**Problem**
The response must contain all of the entries, each one repeated exactly.

**Stored data entries**
*** Begin section ***

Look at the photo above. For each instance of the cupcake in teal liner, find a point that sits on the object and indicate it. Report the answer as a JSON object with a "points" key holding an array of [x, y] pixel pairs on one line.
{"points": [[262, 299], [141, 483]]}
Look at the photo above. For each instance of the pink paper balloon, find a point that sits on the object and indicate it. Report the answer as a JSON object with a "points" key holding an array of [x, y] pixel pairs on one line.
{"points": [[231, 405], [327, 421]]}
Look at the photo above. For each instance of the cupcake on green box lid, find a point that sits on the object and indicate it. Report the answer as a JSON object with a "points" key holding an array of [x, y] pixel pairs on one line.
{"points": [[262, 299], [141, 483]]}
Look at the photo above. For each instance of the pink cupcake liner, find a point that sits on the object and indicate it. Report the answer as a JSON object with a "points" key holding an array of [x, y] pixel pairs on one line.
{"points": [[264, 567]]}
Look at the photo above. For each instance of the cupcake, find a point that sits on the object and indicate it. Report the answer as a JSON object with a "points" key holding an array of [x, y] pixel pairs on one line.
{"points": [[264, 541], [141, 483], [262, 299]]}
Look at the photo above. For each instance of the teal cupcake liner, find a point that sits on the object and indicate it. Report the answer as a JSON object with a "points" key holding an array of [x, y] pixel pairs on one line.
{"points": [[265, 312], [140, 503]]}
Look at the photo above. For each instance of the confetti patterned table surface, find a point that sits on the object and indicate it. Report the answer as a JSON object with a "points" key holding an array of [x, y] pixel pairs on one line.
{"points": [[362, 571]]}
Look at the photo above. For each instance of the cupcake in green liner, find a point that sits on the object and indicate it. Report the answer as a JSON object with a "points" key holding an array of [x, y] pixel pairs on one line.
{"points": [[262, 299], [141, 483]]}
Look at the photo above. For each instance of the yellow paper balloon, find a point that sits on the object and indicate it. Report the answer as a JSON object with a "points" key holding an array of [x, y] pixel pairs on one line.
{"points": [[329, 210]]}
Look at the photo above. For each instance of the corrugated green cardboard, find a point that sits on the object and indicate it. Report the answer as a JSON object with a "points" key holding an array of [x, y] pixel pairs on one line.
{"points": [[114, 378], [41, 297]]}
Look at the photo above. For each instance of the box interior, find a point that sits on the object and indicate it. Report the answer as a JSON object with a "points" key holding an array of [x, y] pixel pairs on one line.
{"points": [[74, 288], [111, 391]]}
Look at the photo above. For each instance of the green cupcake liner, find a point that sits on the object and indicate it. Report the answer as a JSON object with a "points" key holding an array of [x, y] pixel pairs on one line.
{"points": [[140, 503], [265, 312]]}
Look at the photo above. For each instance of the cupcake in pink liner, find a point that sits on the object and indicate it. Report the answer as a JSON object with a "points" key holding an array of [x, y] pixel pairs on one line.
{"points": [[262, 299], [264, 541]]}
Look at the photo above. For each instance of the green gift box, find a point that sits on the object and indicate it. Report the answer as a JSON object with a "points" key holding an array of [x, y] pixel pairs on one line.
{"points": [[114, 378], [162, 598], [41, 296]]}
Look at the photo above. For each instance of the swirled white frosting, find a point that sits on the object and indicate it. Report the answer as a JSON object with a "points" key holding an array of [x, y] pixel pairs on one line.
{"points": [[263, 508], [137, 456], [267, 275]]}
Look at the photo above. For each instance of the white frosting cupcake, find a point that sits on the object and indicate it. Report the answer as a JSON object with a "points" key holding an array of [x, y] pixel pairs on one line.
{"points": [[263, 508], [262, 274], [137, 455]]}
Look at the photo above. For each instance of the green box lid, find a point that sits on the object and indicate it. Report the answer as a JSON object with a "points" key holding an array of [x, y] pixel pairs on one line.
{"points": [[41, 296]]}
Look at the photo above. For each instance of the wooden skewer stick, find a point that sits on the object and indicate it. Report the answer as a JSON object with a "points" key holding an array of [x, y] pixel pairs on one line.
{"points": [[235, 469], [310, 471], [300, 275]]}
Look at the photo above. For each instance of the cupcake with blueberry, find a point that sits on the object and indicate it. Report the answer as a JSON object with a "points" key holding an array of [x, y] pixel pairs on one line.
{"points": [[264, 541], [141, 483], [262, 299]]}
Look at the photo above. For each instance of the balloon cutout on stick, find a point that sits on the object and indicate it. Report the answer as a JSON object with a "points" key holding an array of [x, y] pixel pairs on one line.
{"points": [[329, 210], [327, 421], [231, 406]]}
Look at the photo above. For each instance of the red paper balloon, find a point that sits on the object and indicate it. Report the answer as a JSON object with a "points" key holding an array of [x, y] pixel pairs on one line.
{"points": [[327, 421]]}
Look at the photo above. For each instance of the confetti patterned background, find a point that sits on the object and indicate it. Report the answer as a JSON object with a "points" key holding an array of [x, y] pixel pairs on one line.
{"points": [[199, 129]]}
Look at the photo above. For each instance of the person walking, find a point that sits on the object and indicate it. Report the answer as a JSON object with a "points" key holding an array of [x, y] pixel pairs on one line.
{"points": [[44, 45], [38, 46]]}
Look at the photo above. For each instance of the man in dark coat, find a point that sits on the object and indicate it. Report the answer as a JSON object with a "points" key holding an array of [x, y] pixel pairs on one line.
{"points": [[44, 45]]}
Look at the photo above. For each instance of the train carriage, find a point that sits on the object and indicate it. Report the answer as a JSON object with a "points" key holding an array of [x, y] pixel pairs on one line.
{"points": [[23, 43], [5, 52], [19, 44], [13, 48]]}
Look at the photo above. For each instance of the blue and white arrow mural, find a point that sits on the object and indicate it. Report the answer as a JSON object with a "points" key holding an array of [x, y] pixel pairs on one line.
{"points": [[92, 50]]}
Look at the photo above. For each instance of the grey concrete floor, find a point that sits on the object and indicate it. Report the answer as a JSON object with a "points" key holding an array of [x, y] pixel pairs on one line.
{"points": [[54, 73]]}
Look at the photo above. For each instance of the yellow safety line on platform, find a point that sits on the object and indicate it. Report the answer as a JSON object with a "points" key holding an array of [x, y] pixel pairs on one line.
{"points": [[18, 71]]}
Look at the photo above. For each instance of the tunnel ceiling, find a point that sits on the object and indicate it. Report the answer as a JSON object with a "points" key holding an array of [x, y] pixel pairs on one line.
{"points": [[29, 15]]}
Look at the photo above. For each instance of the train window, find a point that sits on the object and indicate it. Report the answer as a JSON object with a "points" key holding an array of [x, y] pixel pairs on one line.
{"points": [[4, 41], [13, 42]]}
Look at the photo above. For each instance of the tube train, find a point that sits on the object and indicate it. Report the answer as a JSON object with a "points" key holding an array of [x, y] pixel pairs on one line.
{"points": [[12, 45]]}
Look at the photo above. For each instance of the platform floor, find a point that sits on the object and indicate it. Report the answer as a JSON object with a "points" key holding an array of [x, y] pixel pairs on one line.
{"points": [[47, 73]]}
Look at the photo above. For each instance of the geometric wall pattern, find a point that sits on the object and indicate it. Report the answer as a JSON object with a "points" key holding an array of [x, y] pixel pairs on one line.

*** End section ***

**Expected output**
Look at the photo above. For each instance of the cupcake in teal liner, find a point that sits on the object and indicate it. Report the answer as a JSON object with a "points" key holding an array of [x, y] pixel pairs on one line.
{"points": [[262, 299], [141, 483]]}
Look at the photo above. For each instance of the pink paper balloon, find a point that sits on the object and indicate it. Report the answer as a JSON object with a "points" key holding an array of [x, y] pixel pairs on one line.
{"points": [[231, 405], [327, 421]]}
Look at the photo above. For each instance of the cupcake on green box lid, find a point that sits on the object and indicate it. Report the answer as a JSON object with a "points" key holding an array of [x, y] pixel pairs on one line.
{"points": [[262, 299], [141, 483]]}
Look at the photo above. For each instance of the pink cupcake liner, find a point that sits on the object and indicate it. Report the answer as a JSON object with a "points" key holding an array of [x, y] pixel pairs on one line.
{"points": [[264, 567]]}
Look at the photo above. For each instance of the cupcake, find a point that sits on the object and indicate it. Report the answer as a JSON object with a "points" key holding an array of [x, y] pixel pairs on one line.
{"points": [[264, 541], [141, 483], [262, 299]]}
Look at the photo above. For each instance of the teal cupcake liner, find a point that sits on the object and indicate it. Report the answer as a JSON object with a "points" key holding an array of [x, y] pixel pairs on one line.
{"points": [[265, 312], [140, 503]]}
Look at the photo above. For each instance of the confetti patterned table surface, find a point that sits on the object and indicate it. Report the answer as a JSON object with a "points" key holding an array of [x, y] pixel pairs on one line.
{"points": [[362, 571]]}
Look at the photo above. For each instance of the cupcake in green liner, find a point that sits on the object and indicate it. Report the answer as a JSON object with a "points" key holding an array of [x, y] pixel pairs on one line.
{"points": [[262, 299], [141, 483]]}
Look at the photo above. For each instance of the yellow paper balloon, find a point that sits on the object and indicate it. Report the answer as a JSON object with a "points" key holding an array of [x, y] pixel pairs on one line.
{"points": [[329, 210]]}
Look at the photo above. For each instance of the corrugated green cardboard, find a point that sits on the object and indicate it. Report the answer as a JSON object with a "points" key holding an array of [x, y] pixel pairs on one line.
{"points": [[114, 378], [41, 297]]}
Look at the photo above. For each instance of the box interior, find a point that sits on the object and indicate it. Report the answer as a JSON object with a "points" key holding an array of [x, y] pixel pairs on one line.
{"points": [[74, 288], [111, 391]]}
Look at the photo above. For each instance of the green cupcake liner, find a point that sits on the object and indicate it. Report the answer as a JSON object with a "points" key holding an array of [x, y] pixel pairs on one line.
{"points": [[140, 503], [265, 312]]}
Look at the photo above. For each instance of the cupcake in pink liner, find a point that sits on the object and indicate it. Report the answer as a JSON object with a "points" key holding an array of [x, y] pixel pairs on one line.
{"points": [[262, 299], [264, 541]]}
Look at the photo above. For each instance of the green gift box, find a point that sits on the object and indicate it. Report the answer as a JSON object with a "points" key holding an array of [x, y] pixel pairs on one line.
{"points": [[114, 378], [162, 598], [41, 296]]}
Look at the photo above. For each instance of the swirled white frosting, find a point that sits on the object and indicate it. Report the answer as a JSON object with a "points" key holding an array of [x, y] pixel pairs on one line.
{"points": [[263, 508], [137, 456], [267, 275]]}
Look at the photo above. For each instance of the white frosting cupcake, find a point that sits on the object and indicate it. Report the answer as a JSON object with a "points" key holding an array of [x, y] pixel pairs on one line.
{"points": [[263, 508], [262, 274], [137, 455]]}
Look at the photo above. For each instance of the green box lid, find a point that sits on the object and indicate it. Report the answer as a JSON object with a "points" key holding an array of [x, y] pixel pairs on one line.
{"points": [[41, 296]]}
Look at the photo above. For each instance of the wooden skewer stick, find a point that sits on the object and indicate it. Report the answer as a JSON object with a "points" key holding an array of [x, y] pixel pairs on one line.
{"points": [[235, 469], [310, 471], [300, 275]]}
Look at the photo above. For each instance of the cupcake with blueberry, find a point that sits on the object and indicate it. Report the answer as a JSON object with a "points" key holding an array of [x, y] pixel pairs on one line.
{"points": [[264, 541], [141, 483], [262, 299]]}
Look at the photo above. For each instance of the balloon cutout on stick, find a point that sits on the object and indicate it. Report the answer as a JSON object with a "points" key holding an array of [x, y] pixel pairs on one line.
{"points": [[329, 210], [327, 421], [231, 406]]}
Look at the photo above. For each instance of the red paper balloon, find a point that sits on the object and indicate it. Report the answer as a JSON object with a "points" key holding an array of [x, y] pixel pairs on one line.
{"points": [[327, 421]]}
Look at the photo above. For each instance of the confetti patterned background, find a point that sits on the object and indicate it. Report the answer as a JSON object with a "points" key holding an array of [x, y] pixel pairs on one line.
{"points": [[199, 129]]}
Look at the photo above. For each instance of the person walking, find a point that sits on the object and indicate it. Report the answer as a JSON object with a "points" key holding an array of [x, y] pixel pairs on one line.
{"points": [[44, 45], [38, 46]]}
Look at the photo above. For each instance of the man in dark coat, find a point that sits on the object and indicate it. Report the answer as a JSON object with a "points" key holding an array of [x, y] pixel pairs on one line.
{"points": [[44, 45]]}
Look at the photo above. For each instance of the train carriage, find a point that sits on the object and indicate it. Report the answer as a JSON object with a "points" key holding an array of [x, y] pixel pairs on one line.
{"points": [[23, 43], [5, 52], [19, 44], [13, 48]]}
Look at the photo above. For each instance of the blue and white arrow mural, find a point that sits on the object and indicate it. Report the answer as a JSON object with a "points" key holding an array of [x, y] pixel pairs on one line.
{"points": [[92, 50]]}
Look at the photo above. For each instance of the grey concrete floor, find a point that sits on the object and indicate it. Report the answer as a JSON object with a "points" key holding an array of [x, y] pixel pairs on one line.
{"points": [[54, 73]]}
Look at the photo above. For each instance of the yellow safety line on platform, find a point that sits on the object and indicate it. Report the answer as a JSON object with a "points" key holding an array of [x, y] pixel pairs on one line.
{"points": [[18, 71]]}
Look at the photo above. For each instance of the tunnel ceiling, find a point that sits on the object and indicate it. Report the answer as a JSON object with a "points" key holding an array of [x, y] pixel pairs on one line.
{"points": [[29, 15]]}
Look at the photo above. For each instance of the train window, find a point that sits on the object and indicate it. Report the answer as a JSON object with a "points" key holding an array of [x, y] pixel pairs on one line.
{"points": [[4, 41], [13, 42]]}
Look at the photo above. For each instance of the tube train, find a point that sits on the object and indicate it. Report the answer as a JSON object with a "points" key holding an array of [x, y] pixel pairs on one line.
{"points": [[12, 45]]}
Look at the photo above. For each instance of the platform floor, find a point that sits on the object and indicate it. Report the answer as a JSON object with a "points" key holding an array of [x, y] pixel pairs on one line.
{"points": [[47, 73]]}
Look at the photo above. For each instance of the geometric wall pattern, find a point that sits on the object and indicate it. Report the answer as a JSON object with a "points" key holding an array of [x, y] pixel pairs on one line.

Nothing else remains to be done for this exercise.